Pointing records:
:::

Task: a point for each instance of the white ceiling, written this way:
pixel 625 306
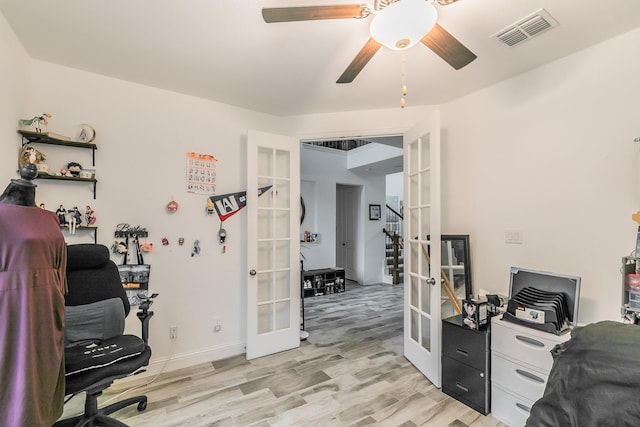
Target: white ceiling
pixel 222 50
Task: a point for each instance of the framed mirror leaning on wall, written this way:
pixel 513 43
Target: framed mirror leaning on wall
pixel 456 270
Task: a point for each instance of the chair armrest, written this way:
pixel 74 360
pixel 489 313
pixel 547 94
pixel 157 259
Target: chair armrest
pixel 144 314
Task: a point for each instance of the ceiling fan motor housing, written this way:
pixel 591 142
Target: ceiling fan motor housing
pixel 402 24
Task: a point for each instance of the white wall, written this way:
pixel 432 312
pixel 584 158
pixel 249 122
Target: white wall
pixel 549 152
pixel 143 135
pixel 326 168
pixel 14 88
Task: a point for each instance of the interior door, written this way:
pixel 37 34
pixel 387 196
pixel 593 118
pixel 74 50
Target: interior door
pixel 273 247
pixel 347 211
pixel 422 325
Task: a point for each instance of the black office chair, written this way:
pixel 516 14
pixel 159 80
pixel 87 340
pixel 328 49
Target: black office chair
pixel 96 350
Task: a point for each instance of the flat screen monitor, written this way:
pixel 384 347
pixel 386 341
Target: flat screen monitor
pixel 521 278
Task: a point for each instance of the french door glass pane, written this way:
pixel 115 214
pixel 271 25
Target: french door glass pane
pixel 413 296
pixel 413 157
pixel 425 187
pixel 282 198
pixel 265 255
pixel 282 226
pixel 265 161
pixel 415 332
pixel 415 255
pixel 426 332
pixel 265 221
pixel 265 287
pixel 282 315
pixel 425 296
pixel 266 199
pixel 282 164
pixel 282 282
pixel 282 254
pixel 425 152
pixel 265 318
pixel 414 190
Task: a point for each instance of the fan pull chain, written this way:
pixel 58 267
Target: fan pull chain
pixel 404 79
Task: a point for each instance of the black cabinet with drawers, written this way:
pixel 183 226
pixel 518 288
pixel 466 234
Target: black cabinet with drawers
pixel 466 359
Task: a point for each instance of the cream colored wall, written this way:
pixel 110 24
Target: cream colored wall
pixel 549 152
pixel 143 135
pixel 326 168
pixel 13 86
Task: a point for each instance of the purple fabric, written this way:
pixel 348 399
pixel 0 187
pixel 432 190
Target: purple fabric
pixel 33 261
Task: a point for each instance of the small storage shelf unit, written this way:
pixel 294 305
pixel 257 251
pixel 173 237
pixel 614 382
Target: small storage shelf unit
pixel 84 228
pixel 323 281
pixel 631 284
pixel 520 365
pixel 29 137
pixel 466 357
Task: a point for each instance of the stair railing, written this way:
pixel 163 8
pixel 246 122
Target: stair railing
pixel 393 231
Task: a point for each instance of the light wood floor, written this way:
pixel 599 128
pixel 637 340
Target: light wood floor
pixel 349 372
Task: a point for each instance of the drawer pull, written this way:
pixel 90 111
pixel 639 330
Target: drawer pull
pixel 461 387
pixel 529 341
pixel 530 376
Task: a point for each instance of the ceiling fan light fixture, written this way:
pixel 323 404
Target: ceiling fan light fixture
pixel 404 23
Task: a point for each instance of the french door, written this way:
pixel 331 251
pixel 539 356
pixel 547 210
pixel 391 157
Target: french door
pixel 422 325
pixel 273 246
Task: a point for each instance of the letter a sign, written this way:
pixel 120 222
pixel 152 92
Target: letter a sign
pixel 229 204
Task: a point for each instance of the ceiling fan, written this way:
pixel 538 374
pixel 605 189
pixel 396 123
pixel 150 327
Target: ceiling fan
pixel 396 24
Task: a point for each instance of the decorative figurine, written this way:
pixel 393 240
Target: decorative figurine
pixel 172 206
pixel 62 215
pixel 36 121
pixel 75 219
pixel 77 216
pixel 74 168
pixel 210 207
pixel 90 216
pixel 196 248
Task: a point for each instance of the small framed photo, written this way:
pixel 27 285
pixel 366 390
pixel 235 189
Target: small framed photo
pixel 374 212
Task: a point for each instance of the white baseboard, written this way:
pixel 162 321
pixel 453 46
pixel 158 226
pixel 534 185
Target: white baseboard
pixel 185 360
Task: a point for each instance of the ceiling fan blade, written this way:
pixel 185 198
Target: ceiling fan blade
pixel 358 63
pixel 310 13
pixel 448 47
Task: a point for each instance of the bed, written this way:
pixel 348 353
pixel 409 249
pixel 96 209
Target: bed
pixel 595 379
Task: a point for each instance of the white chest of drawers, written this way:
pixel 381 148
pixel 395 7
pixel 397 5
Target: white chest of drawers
pixel 520 365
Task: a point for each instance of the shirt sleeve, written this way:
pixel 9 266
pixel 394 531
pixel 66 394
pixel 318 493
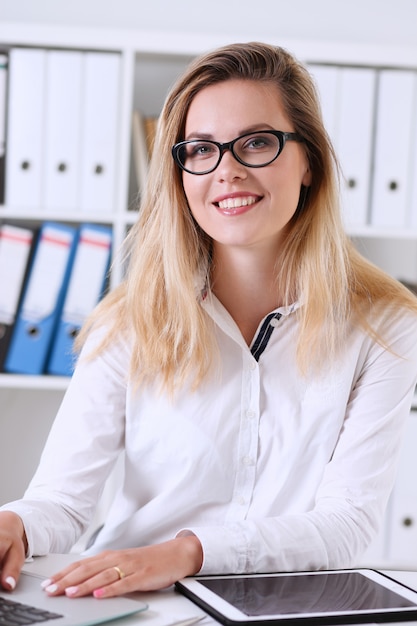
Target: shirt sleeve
pixel 351 499
pixel 82 447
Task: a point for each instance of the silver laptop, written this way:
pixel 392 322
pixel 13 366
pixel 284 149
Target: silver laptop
pixel 60 610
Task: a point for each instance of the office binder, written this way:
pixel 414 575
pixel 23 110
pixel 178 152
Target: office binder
pixel 412 202
pixel 393 148
pixel 85 288
pixel 25 127
pixel 327 80
pixel 63 104
pixel 15 248
pixel 4 62
pixel 354 141
pixel 42 299
pixel 99 150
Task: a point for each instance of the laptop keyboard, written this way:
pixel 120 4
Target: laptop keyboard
pixel 17 614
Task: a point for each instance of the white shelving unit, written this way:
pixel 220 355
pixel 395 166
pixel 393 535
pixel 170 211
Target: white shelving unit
pixel 150 63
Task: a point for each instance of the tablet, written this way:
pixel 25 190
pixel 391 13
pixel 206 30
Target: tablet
pixel 302 598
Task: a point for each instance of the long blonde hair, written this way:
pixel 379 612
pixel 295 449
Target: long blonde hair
pixel 158 303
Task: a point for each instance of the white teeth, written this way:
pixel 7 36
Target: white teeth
pixel 234 203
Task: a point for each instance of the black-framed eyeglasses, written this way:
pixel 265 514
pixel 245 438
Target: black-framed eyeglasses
pixel 257 149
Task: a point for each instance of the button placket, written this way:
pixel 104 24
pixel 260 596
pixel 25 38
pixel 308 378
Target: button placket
pixel 248 442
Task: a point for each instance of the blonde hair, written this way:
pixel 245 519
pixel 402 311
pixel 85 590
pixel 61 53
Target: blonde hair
pixel 158 304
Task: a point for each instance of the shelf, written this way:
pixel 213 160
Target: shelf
pixel 45 382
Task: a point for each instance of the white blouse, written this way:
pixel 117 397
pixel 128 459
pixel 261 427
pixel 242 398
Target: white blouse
pixel 271 470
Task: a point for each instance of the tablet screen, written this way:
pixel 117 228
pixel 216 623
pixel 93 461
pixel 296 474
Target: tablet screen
pixel 306 593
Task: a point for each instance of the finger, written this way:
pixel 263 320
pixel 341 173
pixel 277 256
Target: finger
pixel 12 565
pixel 80 579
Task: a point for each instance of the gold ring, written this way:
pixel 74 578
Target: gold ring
pixel 120 572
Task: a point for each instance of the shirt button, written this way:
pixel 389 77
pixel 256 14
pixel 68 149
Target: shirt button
pixel 247 460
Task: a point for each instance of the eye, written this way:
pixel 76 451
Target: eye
pixel 200 150
pixel 259 142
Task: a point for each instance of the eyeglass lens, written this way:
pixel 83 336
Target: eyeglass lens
pixel 257 149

:::

Omit the pictures, and quote the material above exactly as given.

Task: a point for each instance of the white ceiling, written this way:
pixel 625 306
Target: white ceiling
pixel 222 50
Task: a point for each instance of the framed mirror leaning on wall, written this way:
pixel 513 43
Target: framed mirror leaning on wall
pixel 456 270
Task: a point for each instance of the chair armrest, written this way:
pixel 74 360
pixel 489 313
pixel 547 94
pixel 157 259
Target: chair armrest
pixel 144 314
Task: a point for each instance of the ceiling fan motor housing, written this way:
pixel 591 142
Target: ceiling fan motor housing
pixel 402 24
Task: a point for each instance of the white wall, written this way:
pixel 432 312
pixel 584 158
pixel 249 122
Target: white wall
pixel 549 152
pixel 143 135
pixel 326 168
pixel 14 88
Task: a point for each instance of the interior door, written this way:
pixel 37 34
pixel 387 196
pixel 593 118
pixel 74 50
Target: interior door
pixel 273 247
pixel 347 211
pixel 422 325
Task: a point for each instance of the black office chair, written this way:
pixel 516 14
pixel 159 80
pixel 87 340
pixel 328 49
Target: black office chair
pixel 96 350
Task: a point for each instance of the flat screen monitor, written this way:
pixel 384 347
pixel 386 341
Target: flat screen monitor
pixel 521 278
Task: a point for each instance of the french door glass pane, written this way:
pixel 115 214
pixel 271 25
Target: french door glass pane
pixel 413 296
pixel 413 157
pixel 425 187
pixel 282 198
pixel 265 255
pixel 282 226
pixel 265 161
pixel 415 332
pixel 415 255
pixel 426 332
pixel 265 221
pixel 265 287
pixel 282 315
pixel 425 296
pixel 266 199
pixel 282 164
pixel 282 282
pixel 282 254
pixel 425 152
pixel 265 318
pixel 414 190
Task: a point for each instance of the fan pull chain, written this way:
pixel 58 267
Target: fan pull chain
pixel 404 79
Task: a point for each instance of the black cabinet with drawers, written this way:
pixel 183 226
pixel 518 288
pixel 466 234
Target: black cabinet with drawers
pixel 466 359
Task: a point for each instance of the cream colored wall, written this way:
pixel 110 24
Target: cream colored wall
pixel 549 152
pixel 143 135
pixel 326 168
pixel 13 86
Task: a point for each instance of the purple fabric, written this way:
pixel 348 399
pixel 0 187
pixel 432 190
Target: purple fabric
pixel 33 261
Task: a point for each instance of the small storage shelf unit, written this way:
pixel 294 305
pixel 257 251
pixel 173 237
pixel 614 382
Target: small storage shelf unit
pixel 84 228
pixel 323 281
pixel 631 284
pixel 520 365
pixel 29 137
pixel 466 357
Task: a point for each instance of the stair railing, written this way:
pixel 163 8
pixel 246 122
Target: stair railing
pixel 393 231
Task: a point for each instance of the light wood floor, written this way:
pixel 599 128
pixel 637 340
Target: light wood floor
pixel 349 372
Task: a point for each instance of the drawer pull, written this way:
pixel 90 111
pixel 639 330
Target: drawer pull
pixel 461 387
pixel 529 341
pixel 530 376
Task: a point for each instance of the ceiling fan light fixture, written this way:
pixel 323 404
Target: ceiling fan light fixture
pixel 404 23
Task: a point for each instance of the french door, written this way:
pixel 331 251
pixel 539 356
pixel 547 210
pixel 391 157
Target: french door
pixel 422 325
pixel 273 246
Task: a point for each instance of the letter a sign, written this way:
pixel 120 222
pixel 152 92
Target: letter a sign
pixel 229 204
Task: a point for each instance of the ceiling fan, written this way:
pixel 538 374
pixel 605 189
pixel 396 123
pixel 150 327
Target: ceiling fan
pixel 396 24
Task: a point for each instance of the decorative figurine, written this way:
pixel 393 240
Target: decorative figurine
pixel 172 206
pixel 62 215
pixel 36 121
pixel 75 219
pixel 77 216
pixel 74 168
pixel 210 207
pixel 90 216
pixel 196 248
Task: a point for each instance of the small framed photo, written this way:
pixel 27 285
pixel 366 390
pixel 235 189
Target: small framed photo
pixel 374 212
Task: a point for each instance of the white baseboard, written this way:
pixel 162 321
pixel 453 46
pixel 158 226
pixel 534 185
Target: white baseboard
pixel 185 360
Task: a point for each instance of the ceiling fan blade, written this way:
pixel 185 198
Target: ceiling fan blade
pixel 358 63
pixel 310 13
pixel 448 47
Task: a point for each instance of the bed, written this way:
pixel 348 353
pixel 409 249
pixel 96 209
Target: bed
pixel 595 379
Task: a point for each instance of the white chest of drawers, written this way:
pixel 381 148
pixel 395 7
pixel 397 5
Target: white chest of drawers
pixel 520 365
Task: a point for each instance of the shirt sleeve, written this way:
pixel 9 266
pixel 394 531
pixel 66 394
pixel 318 493
Target: shirt sleeve
pixel 351 499
pixel 82 447
Task: a point for each instance of the silver laptop, written this way:
pixel 392 322
pixel 13 366
pixel 284 149
Target: silver laptop
pixel 60 610
Task: a point for each instance of the office binder, written this way:
pixel 414 575
pixel 23 110
pixel 178 152
Target: office binder
pixel 412 202
pixel 393 148
pixel 85 288
pixel 25 127
pixel 327 80
pixel 63 104
pixel 15 248
pixel 4 62
pixel 354 141
pixel 42 299
pixel 99 150
Task: a point for each instance of the laptop keyboard, written this way:
pixel 120 4
Target: laptop keyboard
pixel 17 614
Task: a point for each instance of the white shelving unit, written this way:
pixel 220 355
pixel 395 166
pixel 393 535
pixel 170 211
Target: white shelving unit
pixel 150 63
Task: a point for each instance of the tablet, written this way:
pixel 25 190
pixel 391 13
pixel 206 30
Target: tablet
pixel 302 598
Task: a point for each instance of the long blonde hair, written this way:
pixel 379 612
pixel 295 449
Target: long blonde hair
pixel 158 303
Task: a point for each instance of the white teeth, written this way:
pixel 7 36
Target: white teeth
pixel 234 203
Task: a point for each instance of the black-framed eyeglasses, written this way:
pixel 265 514
pixel 245 438
Target: black-framed eyeglasses
pixel 257 149
Task: a point for each instance of the button placket, written this way:
pixel 104 24
pixel 260 596
pixel 25 38
pixel 308 378
Target: button placket
pixel 248 442
Task: a point for each instance of the blonde hair, written this way:
pixel 245 519
pixel 402 311
pixel 85 590
pixel 61 53
Target: blonde hair
pixel 158 304
Task: a point for each instance of the shelf, written this way:
pixel 213 160
Target: shelf
pixel 45 382
Task: a point for each instance of the white blouse, written this way:
pixel 117 397
pixel 128 459
pixel 261 427
pixel 242 398
Target: white blouse
pixel 271 470
Task: a point for each instance of the tablet screen, written this way:
pixel 117 228
pixel 216 623
pixel 93 461
pixel 296 474
Target: tablet screen
pixel 306 593
Task: a point for each instance of the finger, written this way:
pixel 263 320
pixel 341 173
pixel 277 256
Target: finger
pixel 12 565
pixel 80 579
Task: a point for each instance of the gold ring, written this way:
pixel 74 578
Target: gold ring
pixel 120 572
Task: a point for each instance of the shirt button, written this way:
pixel 389 77
pixel 256 14
pixel 68 149
Target: shirt button
pixel 247 460
Task: a point for each instance of the eye, written this way:
pixel 76 451
Target: eye
pixel 200 150
pixel 259 142
Task: a point for each instance of the eyeglass lens, written this way:
pixel 83 336
Target: eyeglass lens
pixel 257 149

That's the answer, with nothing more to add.